Source excerpt:
━━━

Then came Jesus, the fulfillment of every promise and the hope of every heart. Jesus is the end-all-be-all of sacrificial lambs. He took the sins of the world upon himself and we are forever reconciled with God through Jesus’ saving death that brings eternal life.

And thus the need for the incarnation. The incarnation is understood as “God becoming flesh.” God, in his omniscience, realized that we would need a Savior that we could relate to. He chose to come to earth in the form of an infant, so that he would walk, talk, suffer, feel anger, experience temptation, know hunger and fatigue, and be relatable.

John 1

14 And the Word became flesh and dwelt among us, and we have seen his glory, glory as of the only Son from the Father, full of grace and truth.

I think the whole notion is a glorious and miraculous absurdity, and one that demonstrates God’s love beyond a doubt. That the God who created the universe would lower himself to such a humble place blows my mind. Born in dirt, cradled in straw, homeless and cold, God came, and dwelt among us. Isn’t that absurd? 

This morning I recalled a wonderful young female pastor named Alice who preached at my Annual Conference many years ago. I sat in my seat, spellbound. I had not done much preaching up to that point, and I had modeled my style after my colleagues, who were all male. When I heard Alice preach, I was stunned. She preached like a girl. She was relatable, humorous, genuine, and authentic. I never preached like a man after that. Her example helped me preach from my own voice, and it changed me forever.

The reason God came as a baby was so that he could experience the world he created, and thus be an authentic guide, a relatable savior, and a credible witness. Jesus is the real deal. The stories of his life on earth are stories we can put ourselves directly into. We can feel what he felt, see what he saw, and walk where he walked. As absurd as it was, it was the only way to save us.

God became flesh and dwelt among us. This is the greatest gift you will receive on any Christmas. How will you respond? Where will you be a credible witness, and tell this story to someone who needs to hear it? How will you relate to Jesus today?

Go, and preach this in your own voice. Tell someone about the Messiah. Better yet, act it out in everything you say, think, and do. Be the light in the darkness of somebody’s Christmas, and rejoice.

━━━

Available records:
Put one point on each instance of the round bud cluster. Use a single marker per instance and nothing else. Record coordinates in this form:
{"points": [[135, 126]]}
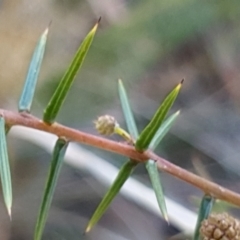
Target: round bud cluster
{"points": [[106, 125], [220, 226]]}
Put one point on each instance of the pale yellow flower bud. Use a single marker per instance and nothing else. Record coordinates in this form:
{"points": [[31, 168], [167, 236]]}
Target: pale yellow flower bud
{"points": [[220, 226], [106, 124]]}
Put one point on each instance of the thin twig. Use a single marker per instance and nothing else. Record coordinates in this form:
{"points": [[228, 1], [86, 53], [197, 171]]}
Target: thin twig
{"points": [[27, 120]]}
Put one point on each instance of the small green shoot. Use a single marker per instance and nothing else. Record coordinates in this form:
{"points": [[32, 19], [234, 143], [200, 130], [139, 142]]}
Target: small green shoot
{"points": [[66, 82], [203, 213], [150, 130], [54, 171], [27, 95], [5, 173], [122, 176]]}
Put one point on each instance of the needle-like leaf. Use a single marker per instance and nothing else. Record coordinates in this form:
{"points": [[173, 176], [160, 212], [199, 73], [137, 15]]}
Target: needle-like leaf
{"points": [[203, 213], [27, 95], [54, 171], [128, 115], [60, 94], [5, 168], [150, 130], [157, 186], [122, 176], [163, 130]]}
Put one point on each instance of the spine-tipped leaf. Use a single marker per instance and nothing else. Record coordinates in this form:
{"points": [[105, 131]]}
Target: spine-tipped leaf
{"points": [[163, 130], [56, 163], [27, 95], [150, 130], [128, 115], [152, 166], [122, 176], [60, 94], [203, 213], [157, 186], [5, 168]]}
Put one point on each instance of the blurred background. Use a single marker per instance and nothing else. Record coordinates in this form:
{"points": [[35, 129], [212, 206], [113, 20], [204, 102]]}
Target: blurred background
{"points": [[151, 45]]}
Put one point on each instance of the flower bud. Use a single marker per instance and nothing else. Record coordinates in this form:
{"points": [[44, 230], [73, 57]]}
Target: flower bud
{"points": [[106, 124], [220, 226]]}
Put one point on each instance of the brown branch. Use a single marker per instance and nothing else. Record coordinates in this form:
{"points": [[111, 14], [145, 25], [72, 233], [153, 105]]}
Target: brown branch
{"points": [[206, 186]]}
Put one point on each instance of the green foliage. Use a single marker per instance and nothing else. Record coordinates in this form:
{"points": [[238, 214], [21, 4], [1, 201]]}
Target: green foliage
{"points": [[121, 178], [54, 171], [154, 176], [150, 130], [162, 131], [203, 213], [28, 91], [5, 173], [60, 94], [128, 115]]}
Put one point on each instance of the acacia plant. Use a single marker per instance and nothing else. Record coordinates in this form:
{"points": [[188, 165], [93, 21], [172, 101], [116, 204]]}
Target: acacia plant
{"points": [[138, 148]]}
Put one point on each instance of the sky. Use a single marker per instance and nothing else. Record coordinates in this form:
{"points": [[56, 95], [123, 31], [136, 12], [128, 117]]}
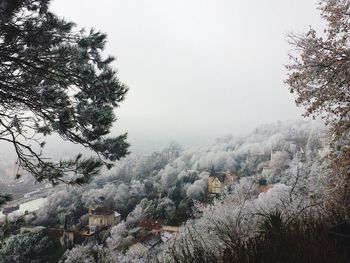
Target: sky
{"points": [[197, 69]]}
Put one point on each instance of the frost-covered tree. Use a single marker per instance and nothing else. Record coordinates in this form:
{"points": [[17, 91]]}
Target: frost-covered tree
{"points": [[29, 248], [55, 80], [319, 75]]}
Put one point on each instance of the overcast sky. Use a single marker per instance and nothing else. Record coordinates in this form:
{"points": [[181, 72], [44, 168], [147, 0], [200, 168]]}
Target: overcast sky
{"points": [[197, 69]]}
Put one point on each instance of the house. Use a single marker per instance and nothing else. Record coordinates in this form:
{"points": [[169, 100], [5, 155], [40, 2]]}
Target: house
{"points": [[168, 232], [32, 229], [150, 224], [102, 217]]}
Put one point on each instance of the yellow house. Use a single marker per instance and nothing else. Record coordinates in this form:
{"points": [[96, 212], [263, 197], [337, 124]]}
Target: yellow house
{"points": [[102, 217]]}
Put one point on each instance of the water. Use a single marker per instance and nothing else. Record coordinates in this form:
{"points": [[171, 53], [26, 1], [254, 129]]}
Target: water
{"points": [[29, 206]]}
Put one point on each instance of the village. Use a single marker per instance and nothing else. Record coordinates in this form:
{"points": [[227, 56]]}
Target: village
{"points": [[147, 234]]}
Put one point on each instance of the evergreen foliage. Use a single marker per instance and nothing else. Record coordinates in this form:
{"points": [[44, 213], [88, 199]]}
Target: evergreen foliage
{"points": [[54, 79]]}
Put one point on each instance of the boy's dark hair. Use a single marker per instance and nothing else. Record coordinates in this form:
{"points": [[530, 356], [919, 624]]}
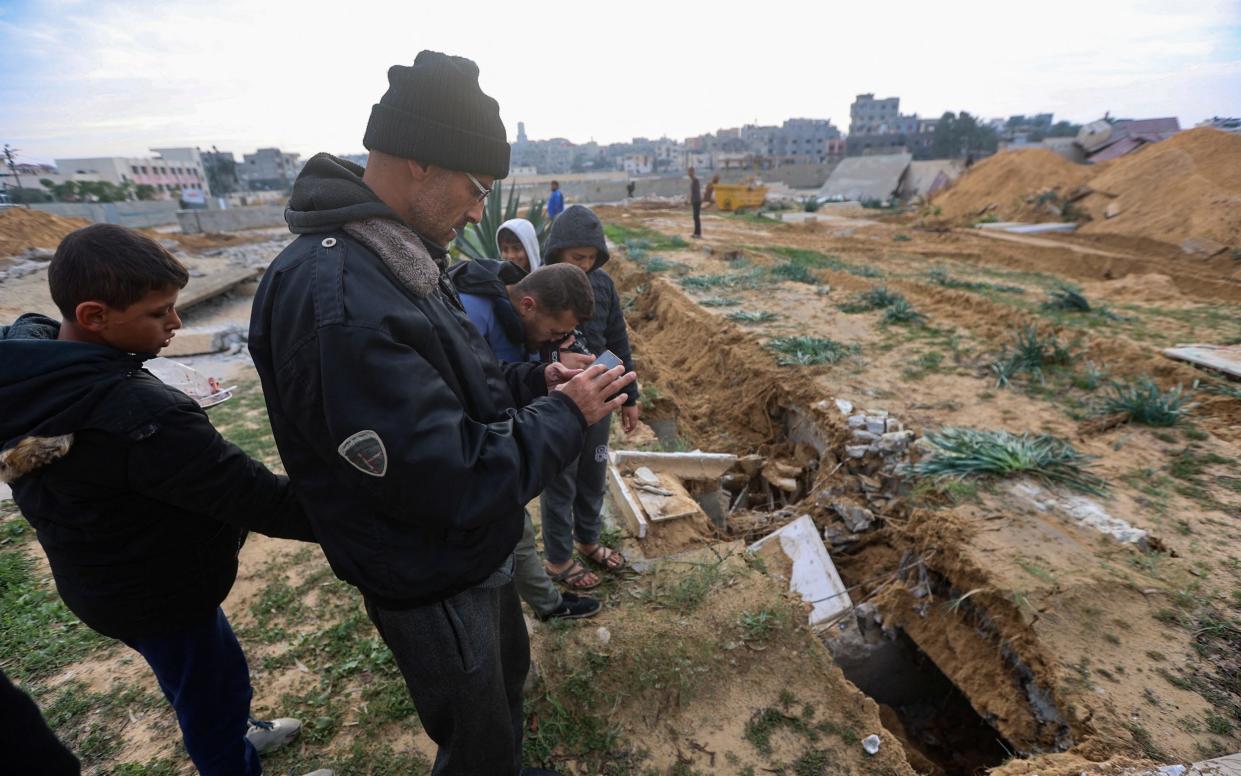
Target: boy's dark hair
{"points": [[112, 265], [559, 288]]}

━━━

Your tasks:
[1] Revise the reflection on the incarnation from "This morning I" to "to save us.", swapping "spellbound" for "captivated".
[2] Format the records from the line with "Put one point on each instance of the spine-tipped" to the line with "Target: spine-tipped leaf", both included, as a JSON list of strings with one string per line and blank lines omitted.

The results:
[1]
This morning I recalled a wonderful young female pastor named Alice who preached at my Annual Conference many years ago. I sat in my seat, captivated. I had not done much preaching up to that point, and I had modeled my style after my colleagues, who were all male. When I heard Alice preach, I was stunned. She preached like a girl. She was relatable, humorous, genuine, and authentic. I never preached like a man after that. Her example helped me preach from my own voice, and it changed me forever.

The reason God came as a baby was so that he could experience the world he created, and thus be an authentic guide, a relatable savior, and a credible witness. Jesus is the real deal. The stories of his life on earth are stories we can put ourselves directly into. We can feel what he felt, see what he saw, and walk where he walked. As absurd as it was, it was the only way to save us.

[2]
[
  "Put one point on each instance of the spine-tipped leaf. Use a single marker per instance and nothing else. Record coordinates in this form:",
  "{\"points\": [[105, 131]]}",
  "Target: spine-tipped leaf"
]